EXTRACT:

[Begin]

# Power button won't reset my K2



## DD (Nov 9, 2008)

I've read the FAQ looking for an answer and am following the instructions there on how to do a hard reset.

When I slide and hold the power switch on my K2 for more than 5 seconds, it doesn't reset.  It just turns power off completely.  Less than 5 seconds brings it in and out of sleep, as it should.  This is not a huge problem but I'm wondering if something is wrong or if I'm doing something wrong.


----------



## pidgeon92 (Oct 27, 2008)

You're not holding it long enough. The instructions say 15 seconds; when I've reset mine I've had to hold it as long as 30 seconds.


----------



## DD (Nov 9, 2008)

pidgeon92 said:


> You're not holding it long enough. The instructions say 15 seconds; when I've reset mine I've had to hold it as long as 30 seconds.


I have held it for even longer than 30 seconds. What I meant to say is that anything longer than 5 seconds just turns the power off whether it be 30 sec. or 60 sec.

When you hold it for 30 sec., does it start to reset before your let it go? I mean, can you tell it's resetting? My screen just goes white and no matter how long I continue to hold the button, it just stays that way. When I let it go, the screen is white and the power it off. When I hit the button again, it returns to the page I was on and doesn't go through the whole restart process.

Hope I'm making myself clear this time


----------



## LauraB (Nov 23, 2008)

After you hold it for 30 seconds, you let go of the button, then after another 10 seconds or so the screen starts to flash and then the bar appears showing it is restarting.  If you don't wait, and sometimes it has been as long as 20 seconds, then it doesn't reset, if you slide the bar to early you just wake it up again.  At least in my experience.  It takes patience!  If at all possible I try to do it from the menu unless the screen is completely locked. up.


----------



## DD (Nov 9, 2008)

Red said:


> After you hold it for 30 seconds, you let go of the button, then after another 10 seconds or so the screen starts to flash and then the bar appears showing it is restarting. If you don't wait, and sometimes it has been as long as 20 seconds, then it doesn't reset, if you slide the bar to early you just wake it up again. At least in my experience. It takes patience! If at all possible I try to do it from the menu unless the screen is completely locked. up.


Well, lets hope I never have to reset it with the button because I've followed all instructions and it doesn't reset. It just remains off. I've held the button over for as long as 60 sec. and it just turns off (white screen) after 5 seconds and no matter how long I hold the button or wait afterwards, it remains off until I push the button again to turn it on. Then, it doesn't reset it just returns to wherever I was when I started the process.


----------



## LauraB (Nov 23, 2008)

[End]

JOB 1:
Answer these questions about the thread:
(a) According to pidgeon92, how many seconds do the instructions say to hold the switch for a reset?
(b) What color does DD's screen turn while the button is held down?
(c) LauraB says that after releasing the button, about how many seconds pass before the screen starts to flash?

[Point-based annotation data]
[Begin]

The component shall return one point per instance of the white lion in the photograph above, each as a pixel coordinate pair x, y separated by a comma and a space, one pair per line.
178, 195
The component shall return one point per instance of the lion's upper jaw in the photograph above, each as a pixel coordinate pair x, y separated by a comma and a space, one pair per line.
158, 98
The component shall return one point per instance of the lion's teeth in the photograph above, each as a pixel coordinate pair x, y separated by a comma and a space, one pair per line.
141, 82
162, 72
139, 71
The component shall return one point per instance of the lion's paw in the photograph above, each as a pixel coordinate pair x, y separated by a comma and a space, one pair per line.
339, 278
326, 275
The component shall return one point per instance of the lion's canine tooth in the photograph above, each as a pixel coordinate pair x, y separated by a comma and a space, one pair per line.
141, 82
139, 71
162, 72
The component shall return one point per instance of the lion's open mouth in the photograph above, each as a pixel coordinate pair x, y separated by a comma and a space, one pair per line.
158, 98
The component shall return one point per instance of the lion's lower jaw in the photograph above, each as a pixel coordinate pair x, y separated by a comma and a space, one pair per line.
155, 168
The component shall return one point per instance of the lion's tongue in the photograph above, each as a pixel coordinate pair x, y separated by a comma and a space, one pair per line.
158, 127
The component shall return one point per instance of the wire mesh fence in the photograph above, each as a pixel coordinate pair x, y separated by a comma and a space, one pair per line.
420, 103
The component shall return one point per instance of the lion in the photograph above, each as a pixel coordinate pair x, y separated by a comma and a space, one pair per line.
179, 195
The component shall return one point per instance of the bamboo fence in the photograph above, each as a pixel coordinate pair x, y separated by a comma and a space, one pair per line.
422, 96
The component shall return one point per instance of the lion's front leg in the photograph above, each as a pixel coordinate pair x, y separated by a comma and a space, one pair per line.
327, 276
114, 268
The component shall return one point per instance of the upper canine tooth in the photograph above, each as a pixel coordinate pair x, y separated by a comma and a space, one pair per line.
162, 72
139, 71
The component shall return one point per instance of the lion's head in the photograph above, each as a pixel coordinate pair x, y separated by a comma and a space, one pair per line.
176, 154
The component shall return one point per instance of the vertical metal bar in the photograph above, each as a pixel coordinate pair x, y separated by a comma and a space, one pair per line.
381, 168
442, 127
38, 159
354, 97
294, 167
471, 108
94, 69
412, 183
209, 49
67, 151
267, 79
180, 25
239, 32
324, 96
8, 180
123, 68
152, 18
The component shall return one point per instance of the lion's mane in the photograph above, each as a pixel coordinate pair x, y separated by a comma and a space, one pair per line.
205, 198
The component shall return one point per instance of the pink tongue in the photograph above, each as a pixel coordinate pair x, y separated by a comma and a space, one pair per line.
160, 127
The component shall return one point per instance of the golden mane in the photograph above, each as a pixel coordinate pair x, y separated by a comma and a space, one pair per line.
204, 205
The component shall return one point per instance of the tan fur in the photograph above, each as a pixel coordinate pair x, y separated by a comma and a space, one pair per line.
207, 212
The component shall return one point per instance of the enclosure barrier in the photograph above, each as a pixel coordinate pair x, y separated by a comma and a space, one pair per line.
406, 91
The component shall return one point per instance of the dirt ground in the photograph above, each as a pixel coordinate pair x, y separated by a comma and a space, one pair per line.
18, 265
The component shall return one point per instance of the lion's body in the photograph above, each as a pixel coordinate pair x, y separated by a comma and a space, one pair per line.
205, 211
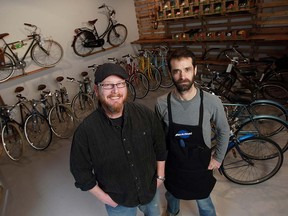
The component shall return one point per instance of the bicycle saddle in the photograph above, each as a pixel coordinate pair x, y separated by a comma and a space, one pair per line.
92, 22
84, 73
3, 35
41, 87
59, 79
19, 89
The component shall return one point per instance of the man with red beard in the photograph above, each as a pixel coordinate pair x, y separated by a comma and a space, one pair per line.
187, 113
118, 152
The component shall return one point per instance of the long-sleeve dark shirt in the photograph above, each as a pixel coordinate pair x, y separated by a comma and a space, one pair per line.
122, 161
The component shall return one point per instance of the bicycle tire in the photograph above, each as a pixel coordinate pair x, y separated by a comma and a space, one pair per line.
256, 160
13, 141
272, 127
154, 77
268, 107
166, 77
273, 91
117, 35
78, 43
82, 105
275, 75
8, 69
131, 92
61, 119
47, 54
38, 131
140, 83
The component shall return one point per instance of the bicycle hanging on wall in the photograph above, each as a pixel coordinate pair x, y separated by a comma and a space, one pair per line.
44, 52
87, 39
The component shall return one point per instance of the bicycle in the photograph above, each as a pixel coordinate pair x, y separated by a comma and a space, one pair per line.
44, 52
162, 65
59, 115
37, 129
148, 68
86, 39
83, 103
251, 160
138, 79
226, 82
132, 93
11, 135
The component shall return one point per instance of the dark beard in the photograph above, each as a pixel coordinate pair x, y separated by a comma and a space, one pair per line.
181, 87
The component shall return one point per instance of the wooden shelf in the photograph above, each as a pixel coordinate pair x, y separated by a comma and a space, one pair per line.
266, 37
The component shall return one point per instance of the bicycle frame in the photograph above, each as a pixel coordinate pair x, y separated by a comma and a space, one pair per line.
111, 23
35, 39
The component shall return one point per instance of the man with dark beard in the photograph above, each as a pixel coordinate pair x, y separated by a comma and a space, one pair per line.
186, 114
118, 152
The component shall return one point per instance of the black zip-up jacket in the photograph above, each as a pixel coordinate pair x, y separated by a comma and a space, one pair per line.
121, 160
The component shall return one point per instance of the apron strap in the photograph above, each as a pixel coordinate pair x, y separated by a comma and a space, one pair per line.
200, 122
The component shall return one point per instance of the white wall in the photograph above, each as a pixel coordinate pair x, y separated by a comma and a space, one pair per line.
58, 19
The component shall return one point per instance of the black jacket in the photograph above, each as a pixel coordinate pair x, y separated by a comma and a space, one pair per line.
121, 160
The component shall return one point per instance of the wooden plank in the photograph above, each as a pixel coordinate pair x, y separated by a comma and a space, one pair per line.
273, 14
273, 4
272, 22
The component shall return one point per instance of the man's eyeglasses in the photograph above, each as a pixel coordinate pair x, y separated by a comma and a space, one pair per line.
112, 85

[End]

JOB 2:
How many lines of the entries contain the string "wooden"? Case counts. Give only the number.

EXERCISE SOLUTION 1:
(a) 15 seconds
(b) White
(c) About 10 seconds

EXERCISE SOLUTION 2:
2